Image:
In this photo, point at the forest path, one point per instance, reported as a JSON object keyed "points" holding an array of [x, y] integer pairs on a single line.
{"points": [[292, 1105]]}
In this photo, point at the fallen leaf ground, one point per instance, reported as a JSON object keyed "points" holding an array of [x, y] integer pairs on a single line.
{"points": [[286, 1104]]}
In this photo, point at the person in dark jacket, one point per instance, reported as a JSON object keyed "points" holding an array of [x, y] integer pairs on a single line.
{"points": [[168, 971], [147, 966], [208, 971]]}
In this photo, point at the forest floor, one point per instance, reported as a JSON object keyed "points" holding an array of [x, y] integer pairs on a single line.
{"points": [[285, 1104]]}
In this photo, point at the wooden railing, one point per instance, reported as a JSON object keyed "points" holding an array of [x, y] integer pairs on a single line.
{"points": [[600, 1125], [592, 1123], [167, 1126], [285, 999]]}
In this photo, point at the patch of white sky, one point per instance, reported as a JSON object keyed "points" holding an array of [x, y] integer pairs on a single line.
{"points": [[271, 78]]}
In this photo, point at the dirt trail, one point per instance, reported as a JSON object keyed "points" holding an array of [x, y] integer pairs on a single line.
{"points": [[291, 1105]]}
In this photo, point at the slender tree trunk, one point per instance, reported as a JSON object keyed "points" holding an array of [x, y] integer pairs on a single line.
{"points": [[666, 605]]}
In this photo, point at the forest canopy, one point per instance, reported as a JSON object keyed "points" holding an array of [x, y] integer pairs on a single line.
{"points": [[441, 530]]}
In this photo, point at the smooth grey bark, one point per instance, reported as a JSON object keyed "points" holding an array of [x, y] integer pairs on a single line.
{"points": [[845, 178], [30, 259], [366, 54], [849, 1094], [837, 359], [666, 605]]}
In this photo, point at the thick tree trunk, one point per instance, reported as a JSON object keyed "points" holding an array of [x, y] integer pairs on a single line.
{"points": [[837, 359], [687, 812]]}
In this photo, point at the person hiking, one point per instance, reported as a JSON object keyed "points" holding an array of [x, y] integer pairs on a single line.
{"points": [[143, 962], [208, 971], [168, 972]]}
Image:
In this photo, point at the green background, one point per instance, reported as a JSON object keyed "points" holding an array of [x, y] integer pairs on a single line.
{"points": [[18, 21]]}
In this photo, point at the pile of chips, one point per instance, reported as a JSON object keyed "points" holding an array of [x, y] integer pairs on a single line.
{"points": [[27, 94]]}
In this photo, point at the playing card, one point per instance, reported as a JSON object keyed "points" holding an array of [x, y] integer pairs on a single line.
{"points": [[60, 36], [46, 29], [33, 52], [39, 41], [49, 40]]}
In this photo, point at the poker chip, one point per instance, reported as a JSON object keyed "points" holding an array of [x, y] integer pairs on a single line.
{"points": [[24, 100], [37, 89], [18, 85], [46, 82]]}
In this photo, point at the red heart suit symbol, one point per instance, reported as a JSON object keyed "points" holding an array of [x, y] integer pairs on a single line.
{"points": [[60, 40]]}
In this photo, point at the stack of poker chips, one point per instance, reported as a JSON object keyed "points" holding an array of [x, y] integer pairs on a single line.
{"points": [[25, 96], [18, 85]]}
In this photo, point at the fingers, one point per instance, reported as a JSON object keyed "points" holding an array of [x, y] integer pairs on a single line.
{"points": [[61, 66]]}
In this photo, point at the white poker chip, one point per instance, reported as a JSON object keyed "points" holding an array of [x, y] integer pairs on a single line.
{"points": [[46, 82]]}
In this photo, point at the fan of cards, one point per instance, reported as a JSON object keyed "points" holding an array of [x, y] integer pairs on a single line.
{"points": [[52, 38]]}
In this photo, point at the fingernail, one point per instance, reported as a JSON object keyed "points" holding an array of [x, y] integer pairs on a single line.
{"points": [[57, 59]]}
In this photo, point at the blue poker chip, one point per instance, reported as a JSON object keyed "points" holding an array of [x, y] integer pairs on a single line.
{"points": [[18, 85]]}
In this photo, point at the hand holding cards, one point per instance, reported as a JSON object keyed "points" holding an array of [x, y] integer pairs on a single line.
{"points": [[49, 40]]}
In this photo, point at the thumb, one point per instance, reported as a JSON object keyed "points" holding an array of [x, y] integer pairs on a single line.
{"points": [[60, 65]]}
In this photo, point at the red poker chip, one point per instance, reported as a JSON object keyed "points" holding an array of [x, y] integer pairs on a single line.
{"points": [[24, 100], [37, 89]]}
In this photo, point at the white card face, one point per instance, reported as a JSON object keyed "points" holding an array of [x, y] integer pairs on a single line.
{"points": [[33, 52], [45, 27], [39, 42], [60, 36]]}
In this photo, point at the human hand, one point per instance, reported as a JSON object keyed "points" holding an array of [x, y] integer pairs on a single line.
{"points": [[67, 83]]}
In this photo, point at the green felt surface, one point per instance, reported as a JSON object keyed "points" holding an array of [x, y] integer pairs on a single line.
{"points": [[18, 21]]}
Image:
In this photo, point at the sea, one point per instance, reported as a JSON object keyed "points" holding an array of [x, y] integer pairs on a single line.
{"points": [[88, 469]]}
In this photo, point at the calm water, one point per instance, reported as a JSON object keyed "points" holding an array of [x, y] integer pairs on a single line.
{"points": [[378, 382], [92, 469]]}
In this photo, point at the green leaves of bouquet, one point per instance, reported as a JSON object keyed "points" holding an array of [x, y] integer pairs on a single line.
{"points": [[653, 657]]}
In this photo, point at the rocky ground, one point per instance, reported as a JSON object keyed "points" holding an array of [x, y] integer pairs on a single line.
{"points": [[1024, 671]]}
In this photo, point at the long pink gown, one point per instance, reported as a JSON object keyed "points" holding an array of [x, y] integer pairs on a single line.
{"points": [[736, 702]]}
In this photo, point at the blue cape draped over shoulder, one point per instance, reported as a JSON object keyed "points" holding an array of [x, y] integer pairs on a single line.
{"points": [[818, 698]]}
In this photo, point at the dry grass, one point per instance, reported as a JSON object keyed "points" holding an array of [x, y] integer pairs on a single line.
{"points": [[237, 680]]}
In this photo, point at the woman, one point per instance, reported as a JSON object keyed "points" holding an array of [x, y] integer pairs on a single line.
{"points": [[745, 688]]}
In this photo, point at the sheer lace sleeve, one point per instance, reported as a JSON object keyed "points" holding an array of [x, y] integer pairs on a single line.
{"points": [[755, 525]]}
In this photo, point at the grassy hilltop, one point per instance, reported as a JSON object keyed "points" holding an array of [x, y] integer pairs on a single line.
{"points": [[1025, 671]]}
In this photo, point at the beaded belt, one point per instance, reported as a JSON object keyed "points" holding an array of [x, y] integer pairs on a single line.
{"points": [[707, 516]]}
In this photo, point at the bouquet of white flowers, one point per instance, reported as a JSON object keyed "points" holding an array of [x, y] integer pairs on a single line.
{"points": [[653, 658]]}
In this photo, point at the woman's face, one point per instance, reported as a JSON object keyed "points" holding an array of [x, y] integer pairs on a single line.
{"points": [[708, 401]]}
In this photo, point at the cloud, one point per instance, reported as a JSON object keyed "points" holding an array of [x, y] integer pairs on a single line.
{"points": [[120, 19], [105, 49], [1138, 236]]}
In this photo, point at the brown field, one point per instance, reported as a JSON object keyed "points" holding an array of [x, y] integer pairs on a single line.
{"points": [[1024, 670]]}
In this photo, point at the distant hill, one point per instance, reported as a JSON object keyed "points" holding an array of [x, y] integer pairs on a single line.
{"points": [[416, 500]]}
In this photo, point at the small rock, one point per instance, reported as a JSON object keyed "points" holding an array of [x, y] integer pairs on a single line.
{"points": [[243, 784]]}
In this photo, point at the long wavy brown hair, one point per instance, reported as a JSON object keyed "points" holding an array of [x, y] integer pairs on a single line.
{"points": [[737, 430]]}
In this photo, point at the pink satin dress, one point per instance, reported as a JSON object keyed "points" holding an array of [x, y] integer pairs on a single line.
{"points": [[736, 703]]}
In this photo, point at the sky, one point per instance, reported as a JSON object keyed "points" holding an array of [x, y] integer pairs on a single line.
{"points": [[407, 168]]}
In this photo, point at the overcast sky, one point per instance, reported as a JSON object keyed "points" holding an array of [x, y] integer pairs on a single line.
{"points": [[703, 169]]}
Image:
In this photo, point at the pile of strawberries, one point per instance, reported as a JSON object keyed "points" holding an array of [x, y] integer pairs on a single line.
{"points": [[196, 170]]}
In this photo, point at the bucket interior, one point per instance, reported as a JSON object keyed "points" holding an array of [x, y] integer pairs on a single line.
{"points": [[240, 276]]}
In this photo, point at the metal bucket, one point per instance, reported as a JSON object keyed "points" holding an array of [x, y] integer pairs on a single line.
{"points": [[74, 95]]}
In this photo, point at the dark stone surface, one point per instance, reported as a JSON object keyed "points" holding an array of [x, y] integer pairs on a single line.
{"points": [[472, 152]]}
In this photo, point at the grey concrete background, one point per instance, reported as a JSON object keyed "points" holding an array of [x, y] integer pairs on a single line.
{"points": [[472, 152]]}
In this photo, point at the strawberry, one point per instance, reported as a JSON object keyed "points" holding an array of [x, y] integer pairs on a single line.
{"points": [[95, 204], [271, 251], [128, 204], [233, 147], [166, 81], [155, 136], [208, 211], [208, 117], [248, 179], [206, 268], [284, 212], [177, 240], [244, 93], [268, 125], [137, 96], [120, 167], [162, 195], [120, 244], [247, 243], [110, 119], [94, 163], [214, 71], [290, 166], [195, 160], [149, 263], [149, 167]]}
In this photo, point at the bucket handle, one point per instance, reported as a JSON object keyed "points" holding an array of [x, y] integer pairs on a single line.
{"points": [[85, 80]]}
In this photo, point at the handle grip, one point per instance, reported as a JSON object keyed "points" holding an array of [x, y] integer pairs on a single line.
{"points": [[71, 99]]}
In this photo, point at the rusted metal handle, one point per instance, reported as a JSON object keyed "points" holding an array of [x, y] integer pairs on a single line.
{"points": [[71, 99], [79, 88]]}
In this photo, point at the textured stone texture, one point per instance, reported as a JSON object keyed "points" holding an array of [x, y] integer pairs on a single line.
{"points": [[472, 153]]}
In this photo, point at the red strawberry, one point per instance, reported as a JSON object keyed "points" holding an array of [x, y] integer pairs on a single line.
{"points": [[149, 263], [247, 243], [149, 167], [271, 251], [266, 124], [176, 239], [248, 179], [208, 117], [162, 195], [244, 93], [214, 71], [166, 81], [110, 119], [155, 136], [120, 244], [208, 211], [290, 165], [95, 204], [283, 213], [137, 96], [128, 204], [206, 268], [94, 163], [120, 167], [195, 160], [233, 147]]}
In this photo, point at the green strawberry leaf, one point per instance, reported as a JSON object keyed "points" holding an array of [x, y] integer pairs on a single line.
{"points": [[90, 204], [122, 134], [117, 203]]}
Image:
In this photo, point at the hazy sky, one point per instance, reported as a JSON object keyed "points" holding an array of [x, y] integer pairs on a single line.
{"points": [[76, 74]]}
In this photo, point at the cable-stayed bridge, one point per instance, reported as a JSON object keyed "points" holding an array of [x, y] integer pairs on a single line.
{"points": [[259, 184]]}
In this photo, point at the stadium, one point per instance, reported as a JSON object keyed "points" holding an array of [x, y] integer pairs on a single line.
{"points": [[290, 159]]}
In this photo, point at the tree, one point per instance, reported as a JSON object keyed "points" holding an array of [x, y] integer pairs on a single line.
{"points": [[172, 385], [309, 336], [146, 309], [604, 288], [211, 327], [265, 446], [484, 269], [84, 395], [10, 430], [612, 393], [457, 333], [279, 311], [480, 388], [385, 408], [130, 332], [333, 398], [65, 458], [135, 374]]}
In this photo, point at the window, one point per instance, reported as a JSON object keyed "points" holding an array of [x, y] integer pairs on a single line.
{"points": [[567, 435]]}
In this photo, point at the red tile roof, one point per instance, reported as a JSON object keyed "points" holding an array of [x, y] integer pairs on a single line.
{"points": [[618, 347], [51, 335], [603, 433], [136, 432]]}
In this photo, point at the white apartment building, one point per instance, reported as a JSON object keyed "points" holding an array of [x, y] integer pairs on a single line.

______

**Work to complete:** In the records above, find the line containing "In this photo, point at the window, one"; please retype it and every line after it through the last line, exactly and with nothing else.

**Expected output:**
In this photo, point at the window, one point per instance, reported as a JSON object keyed "points" holding an array of [x, y] integer pairs on a single line.
{"points": [[567, 435]]}
In this photo, point at the red tile roof, one point per instance, reported as a JSON object keyed "points" holding an array of [x, y] integer pairs on a single line.
{"points": [[618, 347], [51, 335], [603, 433], [136, 432]]}
In this photo, point at the white apartment building, one point per instance, reported as a JSON object keyed "points" holding an array of [x, y] integer pairs on a single line.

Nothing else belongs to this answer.